> TASK GOAL
Below is a set of entries. Reproduce exactly the lines from the one containing "Task: put a point on every instance of the black beanie" through the end, both included.

> DATA PROVIDED
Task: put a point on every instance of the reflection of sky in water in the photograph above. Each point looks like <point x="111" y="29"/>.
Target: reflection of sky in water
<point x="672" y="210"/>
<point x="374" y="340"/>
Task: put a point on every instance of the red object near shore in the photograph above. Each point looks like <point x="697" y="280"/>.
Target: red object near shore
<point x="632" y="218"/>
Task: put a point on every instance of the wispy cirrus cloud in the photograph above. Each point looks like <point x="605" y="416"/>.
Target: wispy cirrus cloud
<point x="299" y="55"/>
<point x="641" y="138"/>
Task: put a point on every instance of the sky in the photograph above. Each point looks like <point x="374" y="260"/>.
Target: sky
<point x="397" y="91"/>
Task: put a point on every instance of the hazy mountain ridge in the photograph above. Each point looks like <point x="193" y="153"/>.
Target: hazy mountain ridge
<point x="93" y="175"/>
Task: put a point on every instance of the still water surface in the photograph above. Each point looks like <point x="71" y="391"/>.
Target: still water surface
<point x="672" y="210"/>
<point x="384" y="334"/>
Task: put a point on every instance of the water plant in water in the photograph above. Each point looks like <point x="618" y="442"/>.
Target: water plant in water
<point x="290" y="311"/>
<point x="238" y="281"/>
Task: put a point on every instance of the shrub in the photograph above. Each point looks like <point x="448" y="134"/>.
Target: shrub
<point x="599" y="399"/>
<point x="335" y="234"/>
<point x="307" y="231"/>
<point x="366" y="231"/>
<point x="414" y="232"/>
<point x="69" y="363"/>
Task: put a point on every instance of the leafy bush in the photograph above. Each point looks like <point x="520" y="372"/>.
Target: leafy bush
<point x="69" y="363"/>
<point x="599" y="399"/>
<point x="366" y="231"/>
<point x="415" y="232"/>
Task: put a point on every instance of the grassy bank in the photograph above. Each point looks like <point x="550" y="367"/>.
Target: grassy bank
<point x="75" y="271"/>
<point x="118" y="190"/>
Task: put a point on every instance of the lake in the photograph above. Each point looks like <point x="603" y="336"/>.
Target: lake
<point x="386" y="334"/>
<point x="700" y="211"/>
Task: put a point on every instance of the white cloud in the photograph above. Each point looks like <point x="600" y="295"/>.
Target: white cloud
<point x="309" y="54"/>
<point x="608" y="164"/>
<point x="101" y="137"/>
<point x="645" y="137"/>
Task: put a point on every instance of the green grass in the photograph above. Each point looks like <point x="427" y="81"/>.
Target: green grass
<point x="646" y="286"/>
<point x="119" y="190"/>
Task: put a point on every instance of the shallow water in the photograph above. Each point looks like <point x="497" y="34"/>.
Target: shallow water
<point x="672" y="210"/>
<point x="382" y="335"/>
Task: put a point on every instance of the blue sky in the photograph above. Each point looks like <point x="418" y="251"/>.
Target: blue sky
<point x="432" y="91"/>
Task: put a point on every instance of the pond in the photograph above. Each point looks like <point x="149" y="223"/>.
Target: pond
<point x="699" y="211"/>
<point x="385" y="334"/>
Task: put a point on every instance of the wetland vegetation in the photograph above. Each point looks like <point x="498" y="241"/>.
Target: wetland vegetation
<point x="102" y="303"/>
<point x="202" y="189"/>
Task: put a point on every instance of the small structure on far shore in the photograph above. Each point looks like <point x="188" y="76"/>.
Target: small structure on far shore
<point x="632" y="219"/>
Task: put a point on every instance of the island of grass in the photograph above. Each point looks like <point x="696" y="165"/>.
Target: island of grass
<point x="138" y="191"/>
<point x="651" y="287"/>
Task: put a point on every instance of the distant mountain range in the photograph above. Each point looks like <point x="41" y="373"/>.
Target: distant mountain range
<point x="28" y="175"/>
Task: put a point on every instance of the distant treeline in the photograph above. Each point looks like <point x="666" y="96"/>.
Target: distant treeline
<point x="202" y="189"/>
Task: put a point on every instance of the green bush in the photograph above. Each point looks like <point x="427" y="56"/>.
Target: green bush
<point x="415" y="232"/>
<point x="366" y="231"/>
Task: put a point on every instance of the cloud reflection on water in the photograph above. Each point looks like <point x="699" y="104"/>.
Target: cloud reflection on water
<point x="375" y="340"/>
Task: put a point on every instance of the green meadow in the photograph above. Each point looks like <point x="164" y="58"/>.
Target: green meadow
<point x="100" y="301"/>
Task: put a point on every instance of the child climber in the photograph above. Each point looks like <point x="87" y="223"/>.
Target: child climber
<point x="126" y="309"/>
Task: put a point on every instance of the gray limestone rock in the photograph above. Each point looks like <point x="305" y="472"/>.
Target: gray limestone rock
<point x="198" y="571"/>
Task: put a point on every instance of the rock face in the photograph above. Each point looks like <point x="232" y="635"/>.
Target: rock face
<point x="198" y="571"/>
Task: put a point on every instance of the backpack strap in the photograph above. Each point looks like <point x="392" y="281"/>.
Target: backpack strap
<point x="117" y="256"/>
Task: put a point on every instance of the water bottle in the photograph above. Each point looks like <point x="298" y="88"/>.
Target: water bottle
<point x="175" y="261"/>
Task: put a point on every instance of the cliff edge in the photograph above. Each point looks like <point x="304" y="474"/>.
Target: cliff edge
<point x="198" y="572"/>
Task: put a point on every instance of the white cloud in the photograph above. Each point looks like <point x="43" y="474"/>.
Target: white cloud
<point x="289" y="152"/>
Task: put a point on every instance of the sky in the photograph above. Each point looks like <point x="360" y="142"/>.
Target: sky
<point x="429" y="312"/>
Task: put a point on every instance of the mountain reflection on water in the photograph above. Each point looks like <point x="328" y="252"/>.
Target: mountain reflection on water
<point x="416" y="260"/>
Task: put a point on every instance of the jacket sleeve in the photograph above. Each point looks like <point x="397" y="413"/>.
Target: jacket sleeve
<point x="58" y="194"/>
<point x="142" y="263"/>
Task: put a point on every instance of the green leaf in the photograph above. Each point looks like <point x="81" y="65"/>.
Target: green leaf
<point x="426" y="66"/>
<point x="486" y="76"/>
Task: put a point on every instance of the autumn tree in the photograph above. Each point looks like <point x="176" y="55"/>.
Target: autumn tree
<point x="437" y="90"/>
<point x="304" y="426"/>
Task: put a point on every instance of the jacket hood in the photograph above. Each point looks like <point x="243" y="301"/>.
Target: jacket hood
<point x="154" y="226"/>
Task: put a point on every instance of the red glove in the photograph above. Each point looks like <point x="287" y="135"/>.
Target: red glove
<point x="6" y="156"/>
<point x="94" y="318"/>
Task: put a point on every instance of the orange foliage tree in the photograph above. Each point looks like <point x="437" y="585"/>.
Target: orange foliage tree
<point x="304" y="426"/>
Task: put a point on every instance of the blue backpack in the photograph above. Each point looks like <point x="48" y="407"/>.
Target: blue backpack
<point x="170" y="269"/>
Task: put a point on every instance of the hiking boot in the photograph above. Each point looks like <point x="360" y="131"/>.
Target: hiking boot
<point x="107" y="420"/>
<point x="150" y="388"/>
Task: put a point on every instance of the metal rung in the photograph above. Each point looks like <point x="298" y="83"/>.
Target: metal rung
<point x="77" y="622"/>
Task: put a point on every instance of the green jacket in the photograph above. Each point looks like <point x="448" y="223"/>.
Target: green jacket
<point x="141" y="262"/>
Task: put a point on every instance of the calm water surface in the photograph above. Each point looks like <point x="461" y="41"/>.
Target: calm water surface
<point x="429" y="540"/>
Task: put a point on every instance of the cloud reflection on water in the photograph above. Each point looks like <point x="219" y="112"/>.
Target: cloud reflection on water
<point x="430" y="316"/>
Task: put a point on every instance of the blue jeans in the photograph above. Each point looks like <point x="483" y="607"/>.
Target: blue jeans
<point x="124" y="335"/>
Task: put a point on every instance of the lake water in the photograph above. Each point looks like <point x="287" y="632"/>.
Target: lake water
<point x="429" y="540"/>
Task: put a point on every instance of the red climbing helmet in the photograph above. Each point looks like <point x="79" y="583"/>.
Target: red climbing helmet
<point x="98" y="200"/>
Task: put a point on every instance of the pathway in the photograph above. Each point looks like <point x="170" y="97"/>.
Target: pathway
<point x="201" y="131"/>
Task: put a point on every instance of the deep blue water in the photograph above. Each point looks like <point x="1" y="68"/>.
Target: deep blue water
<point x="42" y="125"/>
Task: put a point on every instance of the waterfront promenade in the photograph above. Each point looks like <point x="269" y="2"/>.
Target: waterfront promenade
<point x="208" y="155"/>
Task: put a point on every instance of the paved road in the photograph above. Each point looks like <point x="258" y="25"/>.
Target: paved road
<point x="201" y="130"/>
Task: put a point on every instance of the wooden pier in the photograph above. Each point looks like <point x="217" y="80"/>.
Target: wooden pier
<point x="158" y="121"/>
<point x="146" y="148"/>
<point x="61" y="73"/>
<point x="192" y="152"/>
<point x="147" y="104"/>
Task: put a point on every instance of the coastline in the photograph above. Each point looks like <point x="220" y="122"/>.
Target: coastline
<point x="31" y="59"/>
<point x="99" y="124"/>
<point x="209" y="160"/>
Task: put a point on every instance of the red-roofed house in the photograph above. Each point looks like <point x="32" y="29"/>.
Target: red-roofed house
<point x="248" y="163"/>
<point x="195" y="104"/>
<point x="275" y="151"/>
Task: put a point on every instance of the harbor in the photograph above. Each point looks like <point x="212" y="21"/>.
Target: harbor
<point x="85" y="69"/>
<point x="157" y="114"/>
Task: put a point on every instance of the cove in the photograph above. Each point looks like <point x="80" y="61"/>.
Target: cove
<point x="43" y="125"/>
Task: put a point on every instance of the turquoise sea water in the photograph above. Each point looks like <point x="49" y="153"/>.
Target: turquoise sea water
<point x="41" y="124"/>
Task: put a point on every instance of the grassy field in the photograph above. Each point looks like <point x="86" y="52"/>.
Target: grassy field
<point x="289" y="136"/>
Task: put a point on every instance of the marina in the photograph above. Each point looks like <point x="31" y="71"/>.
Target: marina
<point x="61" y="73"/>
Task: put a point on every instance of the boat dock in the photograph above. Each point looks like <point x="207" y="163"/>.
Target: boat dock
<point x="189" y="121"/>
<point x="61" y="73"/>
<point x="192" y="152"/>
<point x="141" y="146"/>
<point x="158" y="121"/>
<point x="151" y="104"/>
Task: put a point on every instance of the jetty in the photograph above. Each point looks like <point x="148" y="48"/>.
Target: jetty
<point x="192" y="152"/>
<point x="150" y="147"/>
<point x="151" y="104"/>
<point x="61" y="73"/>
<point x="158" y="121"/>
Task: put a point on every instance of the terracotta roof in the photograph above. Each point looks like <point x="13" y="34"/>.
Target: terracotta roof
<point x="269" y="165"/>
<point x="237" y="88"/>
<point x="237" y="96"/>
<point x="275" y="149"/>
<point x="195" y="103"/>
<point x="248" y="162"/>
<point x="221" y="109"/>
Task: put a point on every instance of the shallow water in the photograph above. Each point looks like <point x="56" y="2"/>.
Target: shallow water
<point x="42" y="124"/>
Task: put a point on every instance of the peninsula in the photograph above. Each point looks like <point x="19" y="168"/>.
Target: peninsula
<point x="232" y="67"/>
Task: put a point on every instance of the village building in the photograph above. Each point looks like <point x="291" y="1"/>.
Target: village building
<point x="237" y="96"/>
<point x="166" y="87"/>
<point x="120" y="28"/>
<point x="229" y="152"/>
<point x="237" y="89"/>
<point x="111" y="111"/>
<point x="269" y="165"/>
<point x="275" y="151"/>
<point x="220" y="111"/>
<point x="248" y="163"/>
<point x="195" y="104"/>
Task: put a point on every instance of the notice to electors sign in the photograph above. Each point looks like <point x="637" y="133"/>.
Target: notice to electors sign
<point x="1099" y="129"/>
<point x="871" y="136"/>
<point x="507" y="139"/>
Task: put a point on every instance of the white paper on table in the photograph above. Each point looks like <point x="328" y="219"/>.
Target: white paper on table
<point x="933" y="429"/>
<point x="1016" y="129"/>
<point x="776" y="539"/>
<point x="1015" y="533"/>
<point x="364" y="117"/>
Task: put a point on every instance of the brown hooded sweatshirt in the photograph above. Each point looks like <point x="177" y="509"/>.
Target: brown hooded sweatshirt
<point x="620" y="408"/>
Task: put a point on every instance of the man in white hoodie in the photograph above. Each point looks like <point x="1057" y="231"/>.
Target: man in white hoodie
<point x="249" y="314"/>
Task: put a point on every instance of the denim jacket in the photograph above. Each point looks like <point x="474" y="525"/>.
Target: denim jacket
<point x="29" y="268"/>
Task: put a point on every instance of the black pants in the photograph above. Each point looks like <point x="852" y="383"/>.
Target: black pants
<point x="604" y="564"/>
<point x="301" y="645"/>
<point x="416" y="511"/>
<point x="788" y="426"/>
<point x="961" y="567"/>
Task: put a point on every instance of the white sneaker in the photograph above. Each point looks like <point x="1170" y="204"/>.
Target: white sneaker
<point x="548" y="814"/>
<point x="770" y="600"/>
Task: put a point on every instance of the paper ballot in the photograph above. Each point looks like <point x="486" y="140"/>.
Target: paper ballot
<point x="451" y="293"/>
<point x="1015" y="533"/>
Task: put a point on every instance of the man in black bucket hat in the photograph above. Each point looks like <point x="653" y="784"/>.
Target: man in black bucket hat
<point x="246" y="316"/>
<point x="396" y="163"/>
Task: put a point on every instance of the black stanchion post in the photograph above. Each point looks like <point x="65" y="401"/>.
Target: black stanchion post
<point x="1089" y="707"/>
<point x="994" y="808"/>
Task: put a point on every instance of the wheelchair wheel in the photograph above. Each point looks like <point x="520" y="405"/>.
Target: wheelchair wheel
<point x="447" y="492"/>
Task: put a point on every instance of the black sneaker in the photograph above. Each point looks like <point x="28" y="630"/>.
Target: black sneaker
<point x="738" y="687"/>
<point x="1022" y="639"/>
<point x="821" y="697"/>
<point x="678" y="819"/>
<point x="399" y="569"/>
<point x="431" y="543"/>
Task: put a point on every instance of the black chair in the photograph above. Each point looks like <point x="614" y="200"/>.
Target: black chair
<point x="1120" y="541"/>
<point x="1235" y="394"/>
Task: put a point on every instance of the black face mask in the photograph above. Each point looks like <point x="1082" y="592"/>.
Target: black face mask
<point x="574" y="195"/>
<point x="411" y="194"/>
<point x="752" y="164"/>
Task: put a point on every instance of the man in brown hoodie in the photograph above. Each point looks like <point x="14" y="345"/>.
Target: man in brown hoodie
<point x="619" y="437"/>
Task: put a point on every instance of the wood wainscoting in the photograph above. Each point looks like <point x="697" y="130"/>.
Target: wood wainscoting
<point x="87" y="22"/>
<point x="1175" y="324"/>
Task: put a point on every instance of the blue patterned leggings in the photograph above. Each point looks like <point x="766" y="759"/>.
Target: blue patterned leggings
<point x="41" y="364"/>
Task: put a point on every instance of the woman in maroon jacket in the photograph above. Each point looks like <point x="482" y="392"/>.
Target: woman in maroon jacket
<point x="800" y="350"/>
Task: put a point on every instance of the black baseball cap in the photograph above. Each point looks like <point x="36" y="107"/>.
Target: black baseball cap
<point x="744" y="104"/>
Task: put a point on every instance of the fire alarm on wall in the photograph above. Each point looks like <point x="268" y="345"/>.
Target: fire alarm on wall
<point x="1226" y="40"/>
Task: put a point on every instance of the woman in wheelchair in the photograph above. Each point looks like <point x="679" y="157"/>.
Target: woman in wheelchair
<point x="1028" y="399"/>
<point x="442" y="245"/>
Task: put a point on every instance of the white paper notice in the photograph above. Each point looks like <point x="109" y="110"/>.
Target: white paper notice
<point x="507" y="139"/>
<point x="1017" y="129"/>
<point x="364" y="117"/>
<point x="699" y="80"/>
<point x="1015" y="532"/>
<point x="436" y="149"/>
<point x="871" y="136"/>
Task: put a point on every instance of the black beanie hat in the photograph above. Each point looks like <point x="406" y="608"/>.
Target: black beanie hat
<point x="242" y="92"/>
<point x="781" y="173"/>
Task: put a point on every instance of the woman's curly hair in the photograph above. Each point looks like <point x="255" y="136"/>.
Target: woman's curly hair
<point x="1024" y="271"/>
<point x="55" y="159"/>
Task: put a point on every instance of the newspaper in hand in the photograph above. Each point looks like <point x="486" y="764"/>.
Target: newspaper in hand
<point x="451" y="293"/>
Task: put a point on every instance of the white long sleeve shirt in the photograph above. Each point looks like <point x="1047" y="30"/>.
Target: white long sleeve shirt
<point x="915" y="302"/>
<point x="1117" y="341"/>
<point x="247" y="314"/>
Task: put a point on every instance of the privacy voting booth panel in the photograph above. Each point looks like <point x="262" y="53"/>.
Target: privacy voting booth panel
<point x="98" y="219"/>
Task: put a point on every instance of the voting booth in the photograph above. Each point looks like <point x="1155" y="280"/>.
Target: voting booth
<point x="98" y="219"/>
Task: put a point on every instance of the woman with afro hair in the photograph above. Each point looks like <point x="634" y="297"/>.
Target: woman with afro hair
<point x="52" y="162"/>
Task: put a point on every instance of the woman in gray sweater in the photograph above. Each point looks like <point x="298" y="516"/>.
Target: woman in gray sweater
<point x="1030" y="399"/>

> FINISHED EXERCISE
Task: put a point on every instance of the black beanie hat in the photograph above. Each point looks like <point x="406" y="608"/>.
Target: black beanie hat
<point x="242" y="92"/>
<point x="781" y="173"/>
Task: put a point on every instance of the woman's curly hair in the photograph above. Each point looks like <point x="255" y="136"/>.
Target: woman's curly hair
<point x="1024" y="271"/>
<point x="55" y="159"/>
Task: put a point on every instance of the newspaper in hand in the photograph above. Each point looks like <point x="486" y="764"/>.
Target: newspaper in hand
<point x="451" y="293"/>
Task: put a point on every instance of the white long sleeve shirt in the photograph above. Each point looks like <point x="1047" y="30"/>.
Target: white long sleeve shirt
<point x="915" y="302"/>
<point x="1117" y="341"/>
<point x="247" y="314"/>
Task: put a point on every instance of the privacy voting booth panel in the photograph above. Each point looks like <point x="262" y="53"/>.
Target: privacy voting booth panel
<point x="98" y="219"/>
Task: put a point on every instance of the voting booth in the photograph above. Each point looks like <point x="1155" y="280"/>.
Target: voting booth
<point x="98" y="219"/>
Task: put a point on every instance of the woman with afro hair in the photograph above. Each point looks like <point x="634" y="297"/>.
Target: woman with afro hair
<point x="52" y="162"/>
Task: put a point on every instance of the woman in gray sweater in the photograph above. Each point looks like <point x="298" y="516"/>.
Target: woman in gray sweater
<point x="1030" y="399"/>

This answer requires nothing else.